Roy Scheider was grateful to Bob Fosse for rescuing him from a string of dramatic roles wherein he played 'the great stone face' character. Listen to Scheider's commentary on the "All that Jazz" DVD sometime. Scheider, who was then in fairly good physical shape, found his precisely choreographed dancing moves in the film daunting and had to train with a dance master to nail them. Critics of the day said Fosse was merely copying Fellini, but just try watching "8 1/2" in 2008 without falling asleep. Fosse did his own twist on it and the result is far more entertaining. Now all the Fellini fans will be ticked, if they can see through their mime makeup.

_ said...

wow...weird: i had a dream last night were you at some informal swanky gathering i had arranged, and sitting on some white plush couches i asked you if brigitte bardot was ever a dancer. you laughed and then gave me some history lesson on hollywood musicals or some such theory. i wish i could remember.

anyway, so now i wake up and see a post on dancing...

* **Exercise task 1**: Copy the entries exactly, from the line containing "Crop-scouting request: mark the young" through the last entry. Omit the pictures.

(Data records)
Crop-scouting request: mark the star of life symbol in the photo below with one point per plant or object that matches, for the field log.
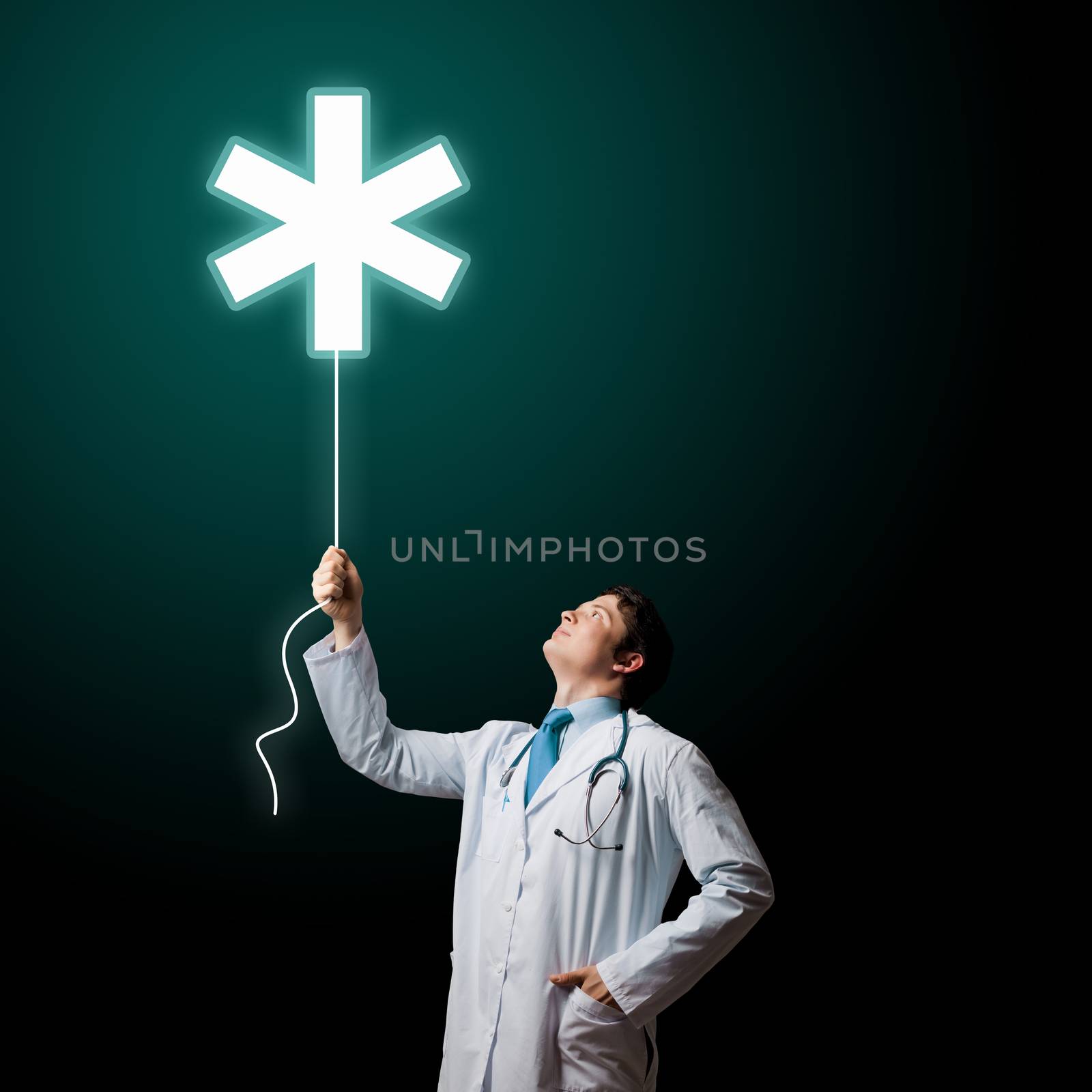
(339, 223)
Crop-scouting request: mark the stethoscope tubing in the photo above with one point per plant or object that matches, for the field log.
(593, 777)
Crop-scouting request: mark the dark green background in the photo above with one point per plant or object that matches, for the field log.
(734, 272)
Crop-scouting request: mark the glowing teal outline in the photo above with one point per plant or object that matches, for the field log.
(367, 173)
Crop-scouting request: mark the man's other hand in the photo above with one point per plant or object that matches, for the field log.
(588, 980)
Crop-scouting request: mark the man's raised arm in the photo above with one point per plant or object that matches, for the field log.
(343, 672)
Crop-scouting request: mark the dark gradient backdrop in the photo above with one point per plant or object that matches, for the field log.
(735, 272)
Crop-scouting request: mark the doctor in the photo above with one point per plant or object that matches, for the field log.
(562, 964)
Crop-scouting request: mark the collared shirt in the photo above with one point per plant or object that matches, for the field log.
(587, 713)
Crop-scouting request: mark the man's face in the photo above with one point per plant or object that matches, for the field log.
(584, 644)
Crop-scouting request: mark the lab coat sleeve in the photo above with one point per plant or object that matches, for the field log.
(347, 684)
(736, 890)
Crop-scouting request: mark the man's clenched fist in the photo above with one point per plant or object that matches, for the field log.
(338, 580)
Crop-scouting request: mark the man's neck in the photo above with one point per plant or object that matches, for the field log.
(568, 693)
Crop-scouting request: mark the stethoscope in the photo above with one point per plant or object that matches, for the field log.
(597, 770)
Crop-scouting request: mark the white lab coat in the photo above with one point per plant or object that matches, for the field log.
(529, 904)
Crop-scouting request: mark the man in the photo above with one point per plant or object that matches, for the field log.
(562, 962)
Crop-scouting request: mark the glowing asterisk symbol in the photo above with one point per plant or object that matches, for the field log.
(330, 222)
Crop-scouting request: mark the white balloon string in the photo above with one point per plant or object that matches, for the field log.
(284, 644)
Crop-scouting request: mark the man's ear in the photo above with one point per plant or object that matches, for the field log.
(628, 662)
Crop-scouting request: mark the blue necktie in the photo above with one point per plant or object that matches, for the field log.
(544, 751)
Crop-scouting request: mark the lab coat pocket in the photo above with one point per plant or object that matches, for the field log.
(598, 1048)
(489, 846)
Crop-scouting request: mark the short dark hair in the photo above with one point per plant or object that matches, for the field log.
(647, 633)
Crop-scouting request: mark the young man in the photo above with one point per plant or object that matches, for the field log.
(562, 962)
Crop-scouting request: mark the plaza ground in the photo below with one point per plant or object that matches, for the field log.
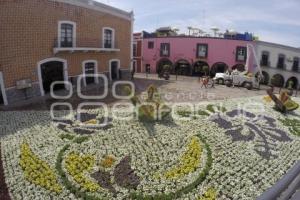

* **Exercise task 2**: Translate this sentence from the passage on Roy Scheider and Bob Fosse into Spanish: "Fosse did his own twist on it and the result is far more entertaining."

* **Full response 1**:
Crop-scouting request: mark the young man in the photo above with one point per plant or object that matches, for the field log.
(562, 962)
Crop-scouting request: mark the plaza ground in the photo below with one point per plant or object that matches, for the field log.

* **Full response 2**: Fosse le dio su propio toque y el resultado es mucho más entretenido.